▶ Written request
Present the following data again exactly as it is shown.

▶ Data supplied
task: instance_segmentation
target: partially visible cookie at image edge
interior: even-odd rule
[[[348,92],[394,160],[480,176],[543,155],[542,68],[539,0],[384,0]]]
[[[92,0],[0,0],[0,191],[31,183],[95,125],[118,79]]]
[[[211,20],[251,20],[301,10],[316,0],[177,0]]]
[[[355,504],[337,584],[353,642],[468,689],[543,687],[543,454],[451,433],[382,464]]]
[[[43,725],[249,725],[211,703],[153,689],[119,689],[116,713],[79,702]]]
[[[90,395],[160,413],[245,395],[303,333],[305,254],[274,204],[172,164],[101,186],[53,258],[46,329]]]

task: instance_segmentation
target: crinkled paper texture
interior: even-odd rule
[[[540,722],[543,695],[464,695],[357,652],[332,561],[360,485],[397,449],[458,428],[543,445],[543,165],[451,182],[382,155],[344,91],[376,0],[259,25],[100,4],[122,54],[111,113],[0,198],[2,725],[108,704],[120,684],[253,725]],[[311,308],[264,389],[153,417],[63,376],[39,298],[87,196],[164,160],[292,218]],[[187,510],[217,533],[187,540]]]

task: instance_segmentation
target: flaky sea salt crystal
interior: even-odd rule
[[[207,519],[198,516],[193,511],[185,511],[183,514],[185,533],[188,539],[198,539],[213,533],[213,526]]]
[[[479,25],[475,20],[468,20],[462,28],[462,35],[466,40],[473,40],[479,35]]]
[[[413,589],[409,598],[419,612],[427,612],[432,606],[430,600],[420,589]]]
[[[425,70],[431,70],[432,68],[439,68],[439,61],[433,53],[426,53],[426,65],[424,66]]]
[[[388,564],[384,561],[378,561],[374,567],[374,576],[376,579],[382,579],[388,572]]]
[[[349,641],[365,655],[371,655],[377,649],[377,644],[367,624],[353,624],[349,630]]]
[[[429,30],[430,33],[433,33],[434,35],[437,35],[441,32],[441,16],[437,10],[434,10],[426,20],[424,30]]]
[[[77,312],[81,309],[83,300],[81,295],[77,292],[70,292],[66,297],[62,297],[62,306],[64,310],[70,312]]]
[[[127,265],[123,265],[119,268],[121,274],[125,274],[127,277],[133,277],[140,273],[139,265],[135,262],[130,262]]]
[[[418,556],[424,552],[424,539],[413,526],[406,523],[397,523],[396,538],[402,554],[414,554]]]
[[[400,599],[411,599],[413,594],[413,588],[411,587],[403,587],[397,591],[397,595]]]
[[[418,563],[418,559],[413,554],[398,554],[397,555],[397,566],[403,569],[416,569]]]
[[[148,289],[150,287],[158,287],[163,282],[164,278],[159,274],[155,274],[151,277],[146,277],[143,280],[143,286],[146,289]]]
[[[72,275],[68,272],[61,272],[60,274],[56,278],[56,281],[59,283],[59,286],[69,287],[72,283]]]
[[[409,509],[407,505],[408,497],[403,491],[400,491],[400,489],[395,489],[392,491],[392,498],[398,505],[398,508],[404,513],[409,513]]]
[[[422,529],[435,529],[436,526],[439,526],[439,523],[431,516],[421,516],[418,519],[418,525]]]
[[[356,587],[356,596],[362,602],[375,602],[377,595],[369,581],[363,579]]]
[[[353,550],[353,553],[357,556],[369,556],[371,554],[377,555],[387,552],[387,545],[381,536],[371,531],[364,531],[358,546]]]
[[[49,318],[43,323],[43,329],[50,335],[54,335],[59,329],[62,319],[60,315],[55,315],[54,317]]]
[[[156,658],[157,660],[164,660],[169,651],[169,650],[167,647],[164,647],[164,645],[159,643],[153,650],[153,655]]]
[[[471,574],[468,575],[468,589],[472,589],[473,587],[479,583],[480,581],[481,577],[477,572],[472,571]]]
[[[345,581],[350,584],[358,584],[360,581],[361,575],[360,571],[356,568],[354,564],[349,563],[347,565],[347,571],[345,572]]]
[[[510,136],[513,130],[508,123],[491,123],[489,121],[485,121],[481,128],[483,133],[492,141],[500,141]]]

▶ Output below
task: instance_segmentation
target: partially visible cookie at image edge
interior: even-odd rule
[[[348,92],[394,160],[480,176],[543,155],[542,68],[539,0],[384,0]]]
[[[92,0],[0,0],[0,191],[31,183],[95,125],[118,79]]]
[[[211,20],[251,20],[301,10],[316,0],[177,0]]]
[[[355,504],[337,584],[353,642],[468,689],[543,687],[543,454],[451,433],[382,464]]]
[[[43,725],[249,725],[211,703],[153,689],[119,689],[116,713],[79,702]]]
[[[90,395],[160,413],[245,395],[303,333],[305,254],[274,204],[172,164],[101,186],[53,258],[46,329]]]

task: instance_segmentation
target: crinkled paper texture
interior: even-odd rule
[[[540,722],[543,695],[464,695],[357,652],[332,561],[360,485],[397,449],[458,428],[543,445],[543,165],[451,182],[382,155],[344,91],[376,0],[259,25],[100,4],[122,54],[111,113],[0,198],[2,725],[108,704],[120,684],[253,725]],[[311,308],[264,389],[153,417],[63,376],[39,298],[87,196],[164,160],[292,218]],[[187,510],[217,533],[187,540]]]

task: instance_segmentation
target: flaky sea salt crystal
interior: even-odd rule
[[[207,519],[198,516],[193,511],[185,511],[183,514],[185,533],[188,539],[198,539],[213,533],[213,526]]]
[[[479,25],[475,20],[468,20],[462,28],[462,35],[466,40],[473,40],[479,35]]]
[[[413,589],[409,598],[419,612],[427,612],[432,606],[430,600],[420,589]]]
[[[425,70],[431,70],[432,68],[439,68],[439,61],[433,53],[426,53],[426,65],[424,66]]]
[[[388,564],[384,561],[378,561],[374,567],[374,576],[376,579],[382,579],[388,572]]]
[[[349,641],[365,655],[371,655],[377,649],[377,644],[367,624],[353,624],[349,630]]]
[[[429,30],[430,33],[433,33],[434,35],[437,35],[441,32],[441,16],[437,10],[434,10],[426,20],[424,30]]]
[[[77,312],[81,309],[83,300],[81,295],[77,292],[70,292],[66,297],[62,297],[62,306],[64,310],[70,312]]]
[[[127,265],[123,265],[119,268],[121,274],[125,274],[127,277],[133,277],[140,273],[139,265],[135,262],[130,262]]]
[[[418,556],[424,552],[424,539],[413,526],[406,523],[397,523],[396,538],[402,554],[414,554]]]
[[[400,599],[411,599],[413,594],[413,588],[411,587],[403,587],[397,591],[397,595]]]
[[[418,563],[418,559],[413,554],[398,554],[397,555],[397,566],[403,569],[416,569]]]
[[[148,289],[150,287],[158,287],[163,282],[164,278],[159,274],[155,274],[151,277],[146,277],[143,280],[143,286],[146,289]]]
[[[72,275],[68,272],[61,272],[60,274],[56,278],[56,281],[59,283],[59,286],[69,287],[72,283]]]
[[[409,509],[407,505],[408,497],[403,491],[400,491],[400,489],[395,489],[392,491],[392,498],[398,505],[398,508],[404,513],[409,513]]]
[[[422,529],[435,529],[436,526],[439,526],[439,523],[431,516],[421,516],[418,519],[418,525]]]
[[[356,587],[356,596],[362,602],[375,602],[377,595],[369,581],[363,579]]]
[[[353,550],[353,553],[357,556],[369,556],[371,554],[377,555],[387,552],[387,545],[381,536],[371,531],[364,531],[358,546]]]
[[[49,318],[43,323],[43,329],[50,335],[54,335],[59,329],[62,319],[60,315],[55,315],[54,317]]]
[[[156,658],[157,660],[164,660],[169,651],[169,650],[167,647],[164,647],[164,645],[159,643],[153,650],[153,655]]]
[[[471,574],[468,575],[468,589],[472,589],[473,587],[479,583],[480,581],[481,577],[477,572],[472,571]]]
[[[345,581],[350,584],[358,584],[360,581],[361,575],[360,571],[356,568],[354,564],[349,563],[347,565],[347,571],[345,572]]]
[[[510,136],[513,130],[508,123],[491,123],[489,121],[485,121],[481,128],[483,133],[492,141],[500,141]]]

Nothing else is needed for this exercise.